— begin Material supplied —

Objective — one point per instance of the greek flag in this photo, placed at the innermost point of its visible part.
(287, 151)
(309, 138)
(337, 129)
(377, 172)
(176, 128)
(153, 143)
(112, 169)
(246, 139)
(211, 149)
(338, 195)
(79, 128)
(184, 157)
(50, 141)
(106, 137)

— end Material supplied —

Output the entries above as a two-column CSV with the headers text and answer, one row per entry. Put each entry's wording and its answer in a single quoted field, with line breaks replaced by spaces.

text,answer
"Objective — one point per instance of the greek flag in this photo, placed at the innermost point of its visible part.","(287, 151) (309, 138) (337, 129) (377, 172) (176, 128) (153, 143) (112, 169) (246, 139) (211, 149) (338, 195) (79, 128) (184, 157) (50, 141) (106, 137)"